• TEXT SEGMENT:
Casual Friday Missionary Care Resources
Paradox. It’s all around us. Some of us are relishing delightfully cool nights; others are dealing with a hurricane. Missionary life is full of paradoxes, too. It is the best of all jobs, and it is the hardest/worst of all jobs—at the same time! You can help the missionaries you love navigate their paradoxes by coming alongside them with resources like these.
What do you think of when you hear the word ‘repent’? Stephen Smith suggests that its essence is at the core of soul care. Read this and see what you think. How might you incorporate this perspective into your care of missionary souls?
Team relationships are a primary target of the enemy. Marrieds and singles both think they understand what life is like for the other—but rarely are they accurate. Sue Eenigenburg has compiled research from 289 missionaries representing 12 agencies to “not only build unity and understanding of each other, but enable greater effectiveness in ministry.” Sacred Siblings: Valuing One Another for the Great Commission, is now available. Buy a copy for yourself; buy several to share with your friends on the mission field.
The folks at Shepherd’s Staff have compiled an impressive list of links related to the topic of missionary fundraising. Financial concerns and pressures comprise a huge percentage of the stress that many global workers carry. When you pass on resources like these, you will be helping to reduce that load.
LIFE ON THE FIELD
Have you ever thought about noise as part of culture shock? For many cross-cultural workers, the level of noise in their host country can range from annoying to maddening. Jonathan Trotter shares various ways he has tried to deal with his loud environment. You may well know of someone who would appreciate his advice.
Interpersonal conflict: still the #1 cause of unnecessary missionary attrition. Jay Jarboe offers some great insights into how to minimize team conflict in this very practical article.
Sooner or later, I trust you will visit a missionary on the field. Before you go, you might want to send them these suggestions from John Walsh. He offers 10 ways to host well (which may be less intuitive than you think).
What does it mean to be ‘culturally fluid,’ and how would you interact with someone who is? Ruth Van Reken knows, and she’s happy to share. Besides enlightening yourself, you may want to forward this article to the TCKs you know.

• COLLECTED DATA:

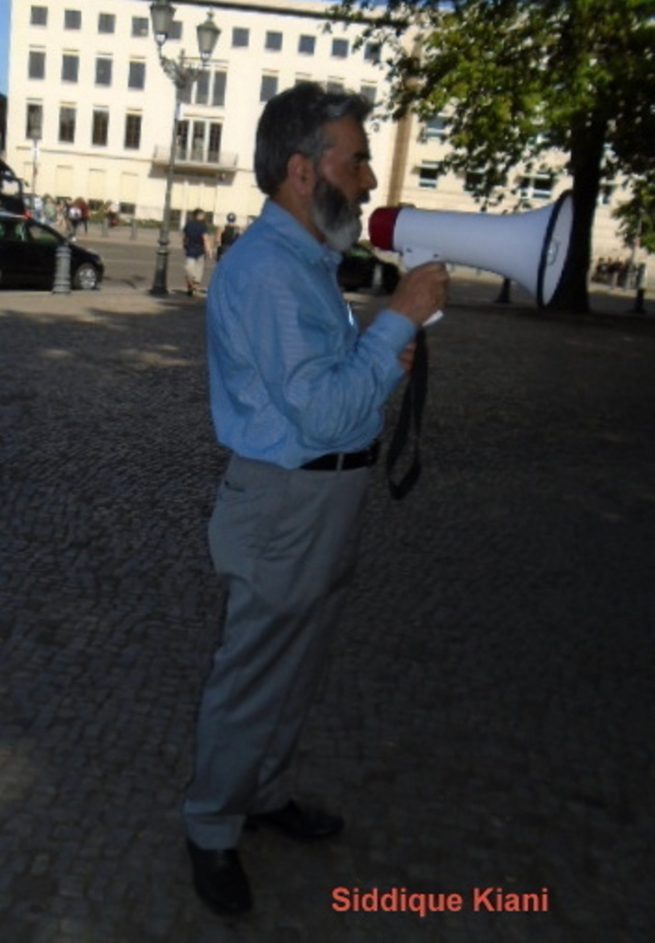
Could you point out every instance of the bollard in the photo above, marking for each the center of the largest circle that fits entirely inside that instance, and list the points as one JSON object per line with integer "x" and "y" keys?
{"x": 639, "y": 297}
{"x": 62, "y": 270}
{"x": 504, "y": 298}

• GIVEN TASK: In the missionary care resources post, how many missionaries and agencies does Sue Eenigenburg's research draw on? The data above has no connection to the missionary care resources post.

• RESULT: 289 missionaries representing 12 agencies.